(DIRECTIONS FOR THIS TASK)
For this exercise, repeat all of the material verbatim apart from its images.

--- START EXTRACTED INFORMATION ---

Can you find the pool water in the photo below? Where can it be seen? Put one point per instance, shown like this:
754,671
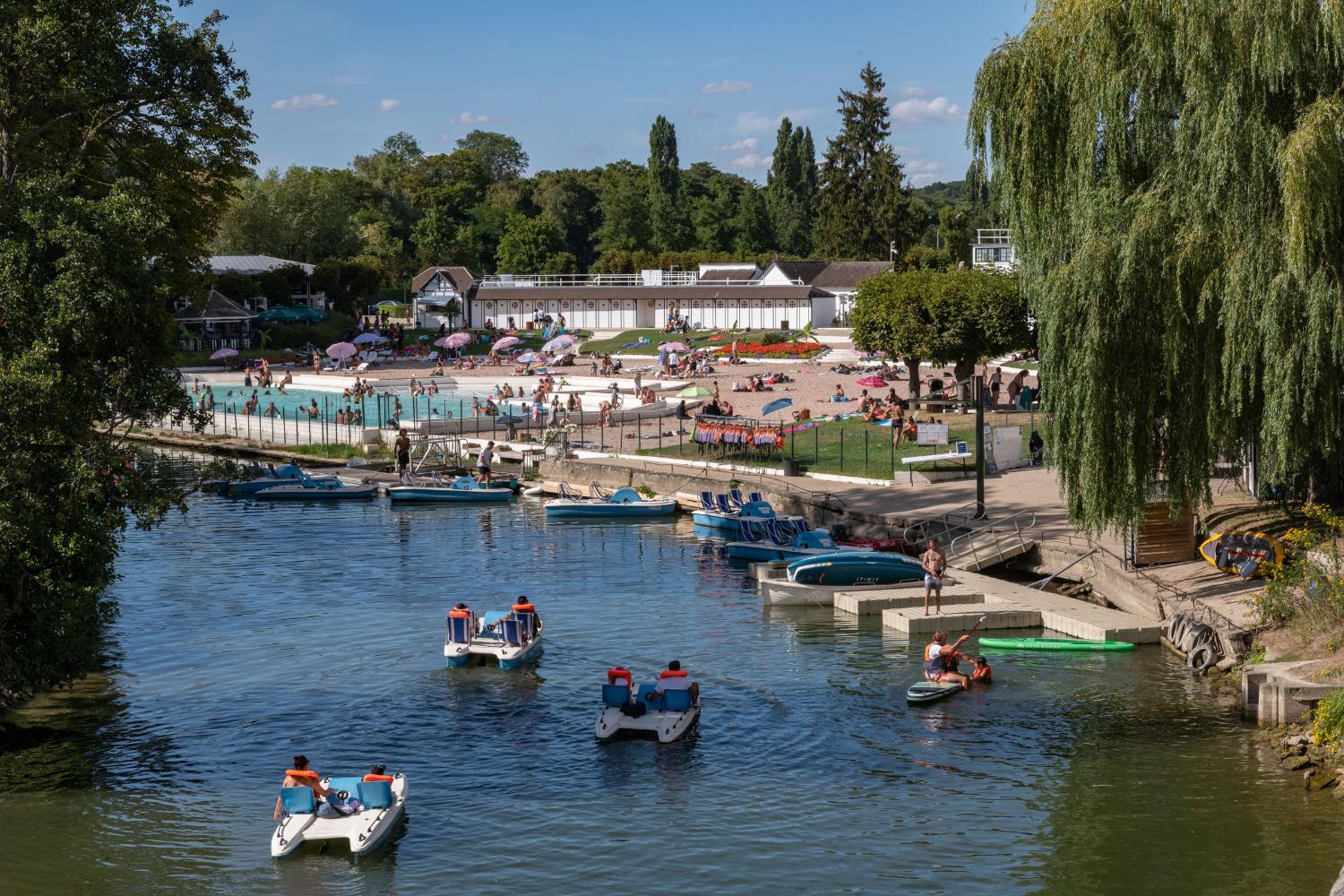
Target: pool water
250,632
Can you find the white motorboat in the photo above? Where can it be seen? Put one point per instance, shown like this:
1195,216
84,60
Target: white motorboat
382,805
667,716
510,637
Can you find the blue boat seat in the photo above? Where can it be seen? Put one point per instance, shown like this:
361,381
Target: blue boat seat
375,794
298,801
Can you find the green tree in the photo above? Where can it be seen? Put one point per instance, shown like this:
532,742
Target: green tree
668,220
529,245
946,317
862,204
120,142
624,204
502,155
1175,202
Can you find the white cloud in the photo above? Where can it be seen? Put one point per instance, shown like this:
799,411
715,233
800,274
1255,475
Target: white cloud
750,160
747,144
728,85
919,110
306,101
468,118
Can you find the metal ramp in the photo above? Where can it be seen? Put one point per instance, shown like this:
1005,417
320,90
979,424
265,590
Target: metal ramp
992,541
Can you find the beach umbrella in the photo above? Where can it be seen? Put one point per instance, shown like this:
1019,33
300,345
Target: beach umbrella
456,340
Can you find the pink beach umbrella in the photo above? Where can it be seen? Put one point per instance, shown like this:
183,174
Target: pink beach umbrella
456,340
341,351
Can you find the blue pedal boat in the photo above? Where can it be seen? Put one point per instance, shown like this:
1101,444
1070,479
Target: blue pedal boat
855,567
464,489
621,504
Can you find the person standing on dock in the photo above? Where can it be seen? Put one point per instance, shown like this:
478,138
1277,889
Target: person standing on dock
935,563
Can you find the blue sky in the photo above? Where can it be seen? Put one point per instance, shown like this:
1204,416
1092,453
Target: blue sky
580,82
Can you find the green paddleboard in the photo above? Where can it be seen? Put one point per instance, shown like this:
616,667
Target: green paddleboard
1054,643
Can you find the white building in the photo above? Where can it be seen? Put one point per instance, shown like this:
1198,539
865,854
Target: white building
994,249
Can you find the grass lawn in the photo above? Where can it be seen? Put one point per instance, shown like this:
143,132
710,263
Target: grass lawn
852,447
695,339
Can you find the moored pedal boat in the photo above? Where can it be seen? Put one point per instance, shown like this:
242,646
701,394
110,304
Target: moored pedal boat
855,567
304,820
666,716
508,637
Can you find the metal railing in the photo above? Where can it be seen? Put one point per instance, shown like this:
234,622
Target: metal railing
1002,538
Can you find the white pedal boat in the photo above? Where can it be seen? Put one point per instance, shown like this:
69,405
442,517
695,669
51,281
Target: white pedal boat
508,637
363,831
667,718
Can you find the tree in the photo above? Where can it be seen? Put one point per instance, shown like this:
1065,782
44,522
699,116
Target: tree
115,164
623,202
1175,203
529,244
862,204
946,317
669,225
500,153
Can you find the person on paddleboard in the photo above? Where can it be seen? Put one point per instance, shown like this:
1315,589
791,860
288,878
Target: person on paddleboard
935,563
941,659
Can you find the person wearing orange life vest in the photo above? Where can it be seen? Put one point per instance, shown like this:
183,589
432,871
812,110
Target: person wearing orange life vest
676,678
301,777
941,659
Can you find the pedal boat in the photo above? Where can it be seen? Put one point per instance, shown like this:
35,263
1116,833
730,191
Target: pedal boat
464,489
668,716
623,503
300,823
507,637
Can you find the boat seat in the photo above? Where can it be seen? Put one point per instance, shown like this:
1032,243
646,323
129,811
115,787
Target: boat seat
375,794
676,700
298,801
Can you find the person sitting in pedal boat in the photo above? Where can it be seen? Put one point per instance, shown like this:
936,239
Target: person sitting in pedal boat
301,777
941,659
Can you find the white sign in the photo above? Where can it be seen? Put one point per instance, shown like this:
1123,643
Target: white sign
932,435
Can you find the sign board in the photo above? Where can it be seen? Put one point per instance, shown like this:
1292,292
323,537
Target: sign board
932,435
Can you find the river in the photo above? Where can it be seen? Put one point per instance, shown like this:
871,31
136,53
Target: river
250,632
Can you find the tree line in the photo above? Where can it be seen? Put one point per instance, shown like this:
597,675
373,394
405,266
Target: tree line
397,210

--- END EXTRACTED INFORMATION ---

(TASK OUTPUT)
Can you find the pool water in the photo below? Where can it be seen? Put one point per instance, shown like this:
754,671
Target: pool water
250,632
Can you find the white motorboat in the photo above? Where can it be seen? Put one point per instance, shown like this:
1195,216
84,60
Target: white motorboat
382,805
667,716
510,637
Can you find the blue boat seat in the photo above? Where can it be seen? Put one point per instance, shown like this:
361,381
Target: blue boat seat
375,794
298,801
Can you find the green tree in the photo above? Where can it be seen? Put one point per instance, shown like this:
532,742
Target: green tree
668,220
529,245
946,317
862,204
120,142
624,204
502,155
1175,202
Can you find the white cloud in the photo above? Where can it be seen? Put one point per instance, shown like this:
799,411
715,233
800,274
1255,475
Target: white cloud
750,160
747,144
728,85
919,110
306,101
468,118
Can you find the metal ramp in the photo above? Where can it be seen? Put one point per instance, shown like this:
1005,417
320,90
979,424
265,590
Target: metal ramp
992,541
Can you find the beach umbrella in the photo above? Where can it be seen? Put one point per instance, shown like this:
1019,33
300,345
Target: beach umbrella
456,340
Can you find the pink beach umbrella in the photo above? Where can it be seen? Put one point per instance, shown like this:
183,174
Target: pink beach umbrella
456,340
341,351
Can you find the blue pedal boat in the photo above? Where can it be seen? Put one point per instance, shown like this:
1101,444
1070,479
Target: blue pedal boat
855,567
464,489
621,504
Can you find the person standing on dock in the photo above? Where can it be seen? Put one point per instance, shown like this:
478,138
1277,889
Target: person standing on dock
935,563
Can you find the blue sky in the photo above? Where can it be seen? Put one point per instance, shown like this:
1204,416
1092,453
Target: blue sky
580,82
Can you find the green paddleboard in the photo above? Where can it be seen? Put one point per instance, shown like this:
616,667
Target: green paddleboard
1054,643
Can you find the white building in the photo above? Where can it be seen? Put one point per instance, shown like this:
1198,539
865,854
Target: white building
994,249
Can you find the grass lawn in the photo above? Where can it be seen? Put one point per instance, shown like this:
143,132
710,263
Target: grass lawn
852,447
695,339
Can you find the moored pedal boat in the photo above? Where can it be seen? Put one point per instance, shown like this:
242,646
701,394
110,304
Target: moored pedal boat
855,567
304,820
666,716
508,637
Can you find the metal railing in the photo above? Where can it be seen? Put one point per instance, shown like this:
234,622
Target: metal railing
1002,538
Can you find the white pedal boat in the photo above? Where can it be seen? Put one point per instance, shown like this:
69,405
442,517
695,669
51,281
Target: white pedal boat
508,637
363,831
667,718
Can you find the tree in the photo above? Where can it be seen? Put one point per instance, shown like this:
1065,782
44,522
699,116
Target: tree
115,164
623,202
1175,203
529,244
862,204
946,317
669,225
500,153
Can you find the person on paddleboard in the photo above? Where can it be seen? Put one point per instance, shown like this:
1315,589
791,860
288,878
Target: person on paddleboard
935,563
941,659
Can you find the person wearing orange life vest in the photo above? Where can it be seen? Put one point per instance, shown like this:
183,589
432,871
812,110
Target: person wearing orange life vest
676,678
301,777
941,659
Can you find the pedal boat in the photo above? Where can it be seen? Put one point per instance, shown like this:
35,263
1116,833
730,191
Target: pedal boat
464,489
668,716
623,503
300,823
507,637
Can you find the boat seat in the photo above? Where can it be seen? Put one point per instance, shown like this:
1032,243
646,323
129,811
115,787
Target: boat seat
375,794
676,700
298,801
Can you find the person sitting in pedal boat in the photo above? Where can it be seen? Put one point per instance, shown like this:
936,239
Target: person sitting in pedal boat
301,777
941,659
Can you find the white sign in the photo above? Where can it be seen? Put one point per instance, shown like this:
1123,643
Target: white sign
932,435
Can you find the sign board in the photo above? Where can it be seen? Put one point per instance, shown like this:
1292,292
323,537
Target: sign board
932,435
Can you find the river in the photo above? Where can it be seen? Put one point per instance, shown like this:
871,31
136,53
Target: river
250,632
Can you find the tree line in the photo above? Where can it be seen? Put one point per instance, shown like this:
597,675
373,394
405,266
Target: tree line
397,210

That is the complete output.